In the records below, find the line containing "Task: place one point on each instance of the groom in"; copy exactly that line and all lines after it to the end, and nothing else.

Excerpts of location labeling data
--- BEGIN ---

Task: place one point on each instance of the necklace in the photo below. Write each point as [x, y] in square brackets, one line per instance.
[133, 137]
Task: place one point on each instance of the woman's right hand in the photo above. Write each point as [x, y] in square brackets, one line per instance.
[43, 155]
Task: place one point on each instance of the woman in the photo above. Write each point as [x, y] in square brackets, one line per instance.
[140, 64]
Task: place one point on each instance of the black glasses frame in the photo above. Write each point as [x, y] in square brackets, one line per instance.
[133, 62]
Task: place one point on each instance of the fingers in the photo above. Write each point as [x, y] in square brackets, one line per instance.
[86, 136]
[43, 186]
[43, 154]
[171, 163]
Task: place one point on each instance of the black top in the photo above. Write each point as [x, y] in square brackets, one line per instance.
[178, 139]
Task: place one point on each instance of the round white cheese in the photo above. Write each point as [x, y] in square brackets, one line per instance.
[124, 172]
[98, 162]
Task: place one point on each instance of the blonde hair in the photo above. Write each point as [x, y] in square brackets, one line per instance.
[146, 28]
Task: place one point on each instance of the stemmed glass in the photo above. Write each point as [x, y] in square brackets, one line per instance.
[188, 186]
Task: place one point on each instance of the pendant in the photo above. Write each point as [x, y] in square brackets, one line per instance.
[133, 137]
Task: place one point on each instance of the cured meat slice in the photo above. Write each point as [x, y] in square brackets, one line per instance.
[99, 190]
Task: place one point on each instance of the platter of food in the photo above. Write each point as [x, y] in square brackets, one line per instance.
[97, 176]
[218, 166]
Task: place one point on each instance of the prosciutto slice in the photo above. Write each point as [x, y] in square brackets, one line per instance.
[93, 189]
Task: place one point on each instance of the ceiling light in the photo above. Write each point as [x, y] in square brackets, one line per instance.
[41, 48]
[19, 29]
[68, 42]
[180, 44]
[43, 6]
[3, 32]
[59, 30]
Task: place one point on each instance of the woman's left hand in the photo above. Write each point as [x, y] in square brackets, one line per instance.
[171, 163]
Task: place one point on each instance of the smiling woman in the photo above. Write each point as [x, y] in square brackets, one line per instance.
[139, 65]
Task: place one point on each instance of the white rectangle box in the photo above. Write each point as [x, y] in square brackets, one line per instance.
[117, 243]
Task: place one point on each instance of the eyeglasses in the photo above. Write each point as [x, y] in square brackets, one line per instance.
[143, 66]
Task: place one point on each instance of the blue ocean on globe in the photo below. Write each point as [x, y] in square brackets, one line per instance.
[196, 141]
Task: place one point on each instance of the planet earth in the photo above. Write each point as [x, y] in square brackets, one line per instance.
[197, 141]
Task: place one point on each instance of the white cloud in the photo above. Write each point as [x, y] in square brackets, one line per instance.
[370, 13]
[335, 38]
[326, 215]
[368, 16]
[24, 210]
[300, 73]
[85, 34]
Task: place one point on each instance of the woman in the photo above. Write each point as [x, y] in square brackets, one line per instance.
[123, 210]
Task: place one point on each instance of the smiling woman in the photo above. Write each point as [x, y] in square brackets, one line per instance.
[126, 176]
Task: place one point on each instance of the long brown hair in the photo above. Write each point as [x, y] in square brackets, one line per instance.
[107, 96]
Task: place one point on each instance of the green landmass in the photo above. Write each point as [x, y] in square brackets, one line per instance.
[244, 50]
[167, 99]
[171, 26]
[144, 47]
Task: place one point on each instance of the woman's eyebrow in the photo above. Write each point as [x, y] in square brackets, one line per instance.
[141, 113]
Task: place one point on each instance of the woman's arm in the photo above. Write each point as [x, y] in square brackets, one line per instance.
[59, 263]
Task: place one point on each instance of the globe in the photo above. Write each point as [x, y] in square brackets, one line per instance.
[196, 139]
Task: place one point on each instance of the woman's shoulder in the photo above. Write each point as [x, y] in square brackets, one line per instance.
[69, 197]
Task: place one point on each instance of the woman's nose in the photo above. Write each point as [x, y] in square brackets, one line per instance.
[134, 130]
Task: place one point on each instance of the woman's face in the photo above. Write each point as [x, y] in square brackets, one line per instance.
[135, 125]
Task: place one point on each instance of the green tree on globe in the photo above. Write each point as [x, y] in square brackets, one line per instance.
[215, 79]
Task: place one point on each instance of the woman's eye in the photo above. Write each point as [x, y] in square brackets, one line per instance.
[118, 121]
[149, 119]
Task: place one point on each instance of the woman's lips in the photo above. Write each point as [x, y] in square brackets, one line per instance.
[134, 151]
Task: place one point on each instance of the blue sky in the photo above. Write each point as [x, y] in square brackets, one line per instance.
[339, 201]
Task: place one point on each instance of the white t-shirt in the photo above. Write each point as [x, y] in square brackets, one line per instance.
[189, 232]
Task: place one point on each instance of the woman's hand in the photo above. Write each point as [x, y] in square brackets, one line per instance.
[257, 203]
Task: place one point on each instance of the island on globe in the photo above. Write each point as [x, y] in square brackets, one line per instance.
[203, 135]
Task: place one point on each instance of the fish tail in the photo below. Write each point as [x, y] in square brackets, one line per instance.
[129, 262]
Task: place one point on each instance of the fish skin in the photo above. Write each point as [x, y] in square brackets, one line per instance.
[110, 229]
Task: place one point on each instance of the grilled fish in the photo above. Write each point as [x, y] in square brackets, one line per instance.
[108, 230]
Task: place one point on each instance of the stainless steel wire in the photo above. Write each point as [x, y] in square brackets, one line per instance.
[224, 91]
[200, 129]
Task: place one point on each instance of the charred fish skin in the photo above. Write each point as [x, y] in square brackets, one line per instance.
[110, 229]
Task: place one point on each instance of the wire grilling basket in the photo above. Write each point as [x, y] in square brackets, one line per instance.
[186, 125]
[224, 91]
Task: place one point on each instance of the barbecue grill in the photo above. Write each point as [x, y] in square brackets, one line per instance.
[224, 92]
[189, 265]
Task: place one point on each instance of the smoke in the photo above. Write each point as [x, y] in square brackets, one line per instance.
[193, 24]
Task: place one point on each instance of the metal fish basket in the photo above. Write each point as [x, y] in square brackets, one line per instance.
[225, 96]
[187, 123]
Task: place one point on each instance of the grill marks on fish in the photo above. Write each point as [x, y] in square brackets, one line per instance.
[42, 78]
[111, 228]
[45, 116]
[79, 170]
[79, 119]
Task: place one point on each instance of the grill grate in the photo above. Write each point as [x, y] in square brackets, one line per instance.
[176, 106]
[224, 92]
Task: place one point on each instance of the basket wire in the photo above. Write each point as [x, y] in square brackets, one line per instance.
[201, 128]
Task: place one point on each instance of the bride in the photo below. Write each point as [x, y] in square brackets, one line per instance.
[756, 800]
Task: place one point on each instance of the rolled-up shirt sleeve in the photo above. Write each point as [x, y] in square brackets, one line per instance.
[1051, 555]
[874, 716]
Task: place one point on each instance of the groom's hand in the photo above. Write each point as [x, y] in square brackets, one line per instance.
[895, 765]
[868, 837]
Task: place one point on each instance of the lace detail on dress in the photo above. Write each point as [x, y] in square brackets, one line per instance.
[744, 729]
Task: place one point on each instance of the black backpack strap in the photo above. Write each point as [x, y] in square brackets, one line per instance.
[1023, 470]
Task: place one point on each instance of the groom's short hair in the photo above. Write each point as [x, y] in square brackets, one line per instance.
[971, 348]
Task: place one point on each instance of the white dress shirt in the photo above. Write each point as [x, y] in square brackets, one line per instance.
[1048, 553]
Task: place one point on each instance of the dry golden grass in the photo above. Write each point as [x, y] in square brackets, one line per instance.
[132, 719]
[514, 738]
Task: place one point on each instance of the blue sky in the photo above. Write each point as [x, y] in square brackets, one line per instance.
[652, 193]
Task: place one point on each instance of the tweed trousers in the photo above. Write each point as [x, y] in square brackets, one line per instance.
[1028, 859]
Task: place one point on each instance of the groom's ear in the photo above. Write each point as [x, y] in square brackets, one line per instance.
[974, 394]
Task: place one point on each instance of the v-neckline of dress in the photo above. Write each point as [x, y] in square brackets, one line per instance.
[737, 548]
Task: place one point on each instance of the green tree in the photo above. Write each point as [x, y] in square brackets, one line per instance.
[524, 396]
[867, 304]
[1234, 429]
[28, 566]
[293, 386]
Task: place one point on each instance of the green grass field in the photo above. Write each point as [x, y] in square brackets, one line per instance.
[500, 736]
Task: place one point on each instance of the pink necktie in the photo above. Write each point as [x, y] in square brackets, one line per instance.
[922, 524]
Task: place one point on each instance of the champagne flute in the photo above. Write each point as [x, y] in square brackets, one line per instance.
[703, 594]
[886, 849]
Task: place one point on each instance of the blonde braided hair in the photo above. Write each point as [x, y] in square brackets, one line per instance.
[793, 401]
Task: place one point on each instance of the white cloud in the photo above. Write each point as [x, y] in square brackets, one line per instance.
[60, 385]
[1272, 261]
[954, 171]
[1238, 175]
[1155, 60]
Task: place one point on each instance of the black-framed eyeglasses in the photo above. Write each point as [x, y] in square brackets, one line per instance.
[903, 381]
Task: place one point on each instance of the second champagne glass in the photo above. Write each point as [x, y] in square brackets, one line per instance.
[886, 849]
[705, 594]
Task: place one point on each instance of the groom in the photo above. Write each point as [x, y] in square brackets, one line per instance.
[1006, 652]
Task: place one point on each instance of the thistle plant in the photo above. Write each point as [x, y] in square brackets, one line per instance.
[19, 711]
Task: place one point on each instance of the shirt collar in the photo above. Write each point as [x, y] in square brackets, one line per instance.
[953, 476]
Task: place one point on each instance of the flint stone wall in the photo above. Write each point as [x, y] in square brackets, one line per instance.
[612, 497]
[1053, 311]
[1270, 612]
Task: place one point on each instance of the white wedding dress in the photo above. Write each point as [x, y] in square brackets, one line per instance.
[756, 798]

--- END ---

- THE OUTPUT -
Task: place one point on each instance of the groom in the photo above. Write each point as [x, y] in square brackets, one line per instance.
[1006, 652]
Task: place one point on each instance of the thistle plant in the photo above. Write each point as [x, y] in square brackets, one line per instance.
[19, 711]
Task: place one point on each instance of the shirt collar in the photo above. Write each point as [x, y] in square brackets, one line per instance.
[953, 476]
Task: place one point on each instance of the flint stone wall in the photo above. Write each point as [x, y] in square brackets, one line per instance.
[612, 497]
[1053, 311]
[1270, 612]
Task: place one point on each instance of the white wedding dress in the photo above. Write each point as [x, y] in square brackets, one line per instance.
[756, 798]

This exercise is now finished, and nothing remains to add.